* Task instructions *
#1 Using the article on sleep problems below, decide whether each statement agrees with it: (a) About ten percent of the population in the United States suffer from insomnia. (b) People with sleep apnea can stop breathing for up to 50 seconds at a time during the night. (c) Børge Sivertsen is a professor in UiB's Department of Cardiology. For each, answer yes or no and quote the deciding words from the article.
#2 Write out the passage of the article on sleep problems starting with "Connie K. Ho" and going on through "in a statement.".

* Text for analysis *
──────

Sleep Problems Result In Productivity Loss And Automobile Accidents
November 2, 2012

Sleep Problems Result In Productivity Loss And Automobile Accidents

Connie K. Ho for — Your Universe Online

Researchers at Universitas Bergensis recently discovered that sleep problems like insomnia and sleep apnea are costing billions in terms of making people less productive at work and leading to serious accidents.

According to the research, approximately ten percent of the population in the United States suffer from insomnia. Insomnia can cause people to lose hours of sleep, wake up intermittently throughout the night, and make them feel tired and restless in the morning.

“When you feel tired and indisposed, your performance at work suffers,” commented Børge Sivertsen, a professor at UiB´s Department of Clinical Psychology, in a statement.

Sivertsen stated that sleep apnea is seen more widely, with four to five percent of the population suffering from the disorder. Those who have sleep apnea cannot breathe for up to 50 seconds at varying intervals throughout the night, which can be difficult for the heart and makes a person sleep uncomfortably. As well, individuals with sleep apnea have been known to have an elevated risk for cardiovascular disease like hypertension and stroke.

──────

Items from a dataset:
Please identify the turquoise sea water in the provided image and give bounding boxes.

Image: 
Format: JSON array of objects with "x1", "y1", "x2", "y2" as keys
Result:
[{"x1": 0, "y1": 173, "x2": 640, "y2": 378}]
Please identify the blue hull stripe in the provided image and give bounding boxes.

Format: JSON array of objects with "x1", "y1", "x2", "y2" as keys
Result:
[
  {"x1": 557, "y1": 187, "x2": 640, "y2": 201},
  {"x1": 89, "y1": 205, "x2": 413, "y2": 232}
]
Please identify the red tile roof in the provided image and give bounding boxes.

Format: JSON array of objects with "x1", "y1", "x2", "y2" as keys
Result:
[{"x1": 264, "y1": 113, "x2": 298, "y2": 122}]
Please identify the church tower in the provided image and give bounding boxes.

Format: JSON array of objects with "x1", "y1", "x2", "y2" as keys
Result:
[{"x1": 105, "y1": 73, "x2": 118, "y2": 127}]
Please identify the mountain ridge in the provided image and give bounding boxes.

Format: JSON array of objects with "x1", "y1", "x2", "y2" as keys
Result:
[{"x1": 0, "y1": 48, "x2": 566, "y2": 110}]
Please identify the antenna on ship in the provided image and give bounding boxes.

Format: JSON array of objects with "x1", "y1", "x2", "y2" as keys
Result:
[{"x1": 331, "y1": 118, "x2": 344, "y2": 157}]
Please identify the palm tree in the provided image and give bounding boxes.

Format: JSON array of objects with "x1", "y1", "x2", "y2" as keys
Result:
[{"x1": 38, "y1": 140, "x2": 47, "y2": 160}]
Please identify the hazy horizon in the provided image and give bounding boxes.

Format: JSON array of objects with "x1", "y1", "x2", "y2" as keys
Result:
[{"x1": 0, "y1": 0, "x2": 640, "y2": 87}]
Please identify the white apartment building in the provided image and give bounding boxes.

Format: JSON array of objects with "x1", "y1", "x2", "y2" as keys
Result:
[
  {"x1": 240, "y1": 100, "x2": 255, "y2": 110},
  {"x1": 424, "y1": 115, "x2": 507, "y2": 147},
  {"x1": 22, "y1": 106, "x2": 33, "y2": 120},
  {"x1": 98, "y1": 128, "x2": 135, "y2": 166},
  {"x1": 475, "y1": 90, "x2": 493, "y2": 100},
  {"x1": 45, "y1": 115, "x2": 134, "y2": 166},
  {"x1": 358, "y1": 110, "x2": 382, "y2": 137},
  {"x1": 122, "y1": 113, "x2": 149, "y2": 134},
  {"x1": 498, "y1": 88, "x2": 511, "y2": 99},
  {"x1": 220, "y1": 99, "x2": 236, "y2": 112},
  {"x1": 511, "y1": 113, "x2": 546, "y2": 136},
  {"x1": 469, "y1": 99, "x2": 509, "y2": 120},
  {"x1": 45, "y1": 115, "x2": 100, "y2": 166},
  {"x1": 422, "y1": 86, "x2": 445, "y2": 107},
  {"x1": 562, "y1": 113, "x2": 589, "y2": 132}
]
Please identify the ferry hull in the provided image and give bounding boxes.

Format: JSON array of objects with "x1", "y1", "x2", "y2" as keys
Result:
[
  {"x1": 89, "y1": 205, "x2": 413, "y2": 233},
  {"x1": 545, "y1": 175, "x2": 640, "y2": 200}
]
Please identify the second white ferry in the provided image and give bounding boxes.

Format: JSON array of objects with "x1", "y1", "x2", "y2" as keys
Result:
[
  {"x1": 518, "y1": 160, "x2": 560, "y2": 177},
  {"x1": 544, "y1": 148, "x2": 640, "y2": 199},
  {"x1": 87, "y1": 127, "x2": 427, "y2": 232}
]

──────

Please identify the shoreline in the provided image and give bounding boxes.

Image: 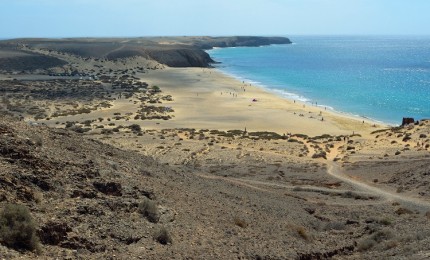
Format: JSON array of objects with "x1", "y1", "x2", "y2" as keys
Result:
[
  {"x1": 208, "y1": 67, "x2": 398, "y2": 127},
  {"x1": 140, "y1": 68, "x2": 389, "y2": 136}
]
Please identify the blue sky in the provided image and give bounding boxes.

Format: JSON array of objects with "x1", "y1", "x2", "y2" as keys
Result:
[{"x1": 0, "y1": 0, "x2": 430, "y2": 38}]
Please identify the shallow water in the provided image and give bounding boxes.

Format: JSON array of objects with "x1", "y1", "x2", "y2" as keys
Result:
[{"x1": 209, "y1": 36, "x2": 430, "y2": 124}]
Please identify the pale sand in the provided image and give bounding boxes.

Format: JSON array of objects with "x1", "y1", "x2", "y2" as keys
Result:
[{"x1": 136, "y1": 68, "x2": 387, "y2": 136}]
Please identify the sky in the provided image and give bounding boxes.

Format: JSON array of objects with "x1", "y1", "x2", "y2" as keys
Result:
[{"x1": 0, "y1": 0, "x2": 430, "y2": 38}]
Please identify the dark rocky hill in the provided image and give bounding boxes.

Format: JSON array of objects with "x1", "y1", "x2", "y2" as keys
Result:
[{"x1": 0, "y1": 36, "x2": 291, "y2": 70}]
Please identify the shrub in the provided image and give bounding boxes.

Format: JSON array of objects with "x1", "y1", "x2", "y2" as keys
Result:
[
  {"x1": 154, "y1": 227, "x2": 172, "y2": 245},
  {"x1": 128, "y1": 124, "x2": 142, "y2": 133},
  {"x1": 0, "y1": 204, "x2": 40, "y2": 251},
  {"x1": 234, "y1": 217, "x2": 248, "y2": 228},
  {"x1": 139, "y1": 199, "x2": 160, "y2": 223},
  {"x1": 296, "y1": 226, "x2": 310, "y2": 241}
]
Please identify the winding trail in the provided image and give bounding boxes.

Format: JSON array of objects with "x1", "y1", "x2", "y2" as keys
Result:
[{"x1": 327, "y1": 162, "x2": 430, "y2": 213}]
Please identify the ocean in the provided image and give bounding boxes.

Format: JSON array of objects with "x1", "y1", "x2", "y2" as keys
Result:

──────

* List of solutions *
#1
(a) Yes: "approximately ten percent of the population in the United States suffer from insomnia"
(b) Yes: "Those who have sleep apnea cannot breathe for up to 50 seconds at varying intervals throughout the night"
(c) No: "a professor at UiB´s Department of Clinical Psychology"

#2
Connie K. Ho for — Your Universe Online

Researchers at Universitas Bergensis recently discovered that sleep problems like insomnia and sleep apnea are costing billions in terms of making people less productive at work and leading to serious accidents.

According to the research, approximately ten percent of the population in the United States suffer from insomnia. Insomnia can cause people to lose hours of sleep, wake up intermittently throughout the night, and make them feel tired and restless in the morning.

“When you feel tired and indisposed, your performance at work suffers,” commented Børge Sivertsen, a professor at UiB´s Department of Clinical Psychology, in a statement.